* What you need to do *
The expected result is the full listing, retyped exactly, without a single picture.

* Data for this exercise *
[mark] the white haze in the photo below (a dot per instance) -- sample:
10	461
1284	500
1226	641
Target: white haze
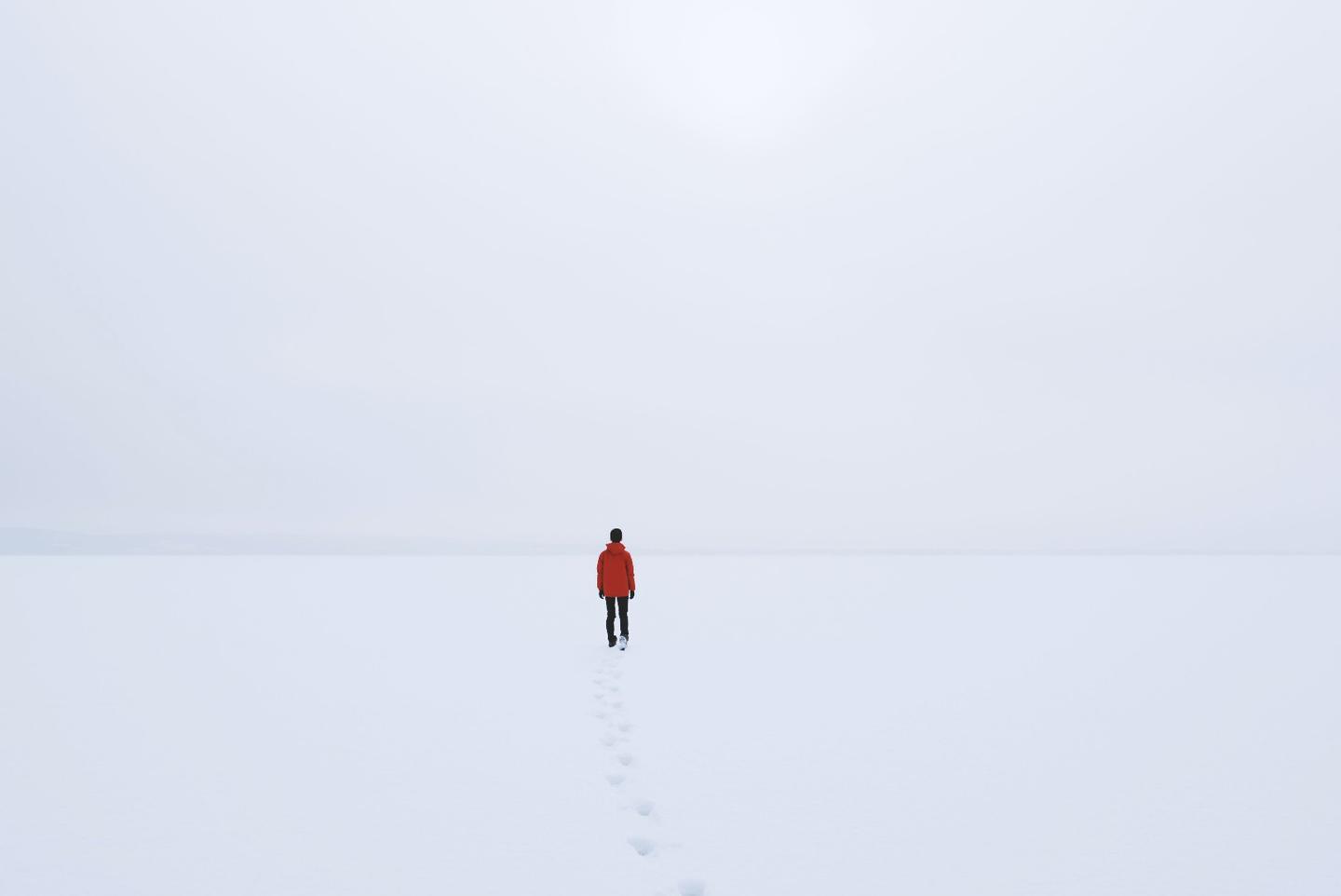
916	275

* Answer to this task *
[mark] the white haze in the photo below (a dot per instance) -- sample:
10	461
1284	500
1226	641
Target: white haze
916	275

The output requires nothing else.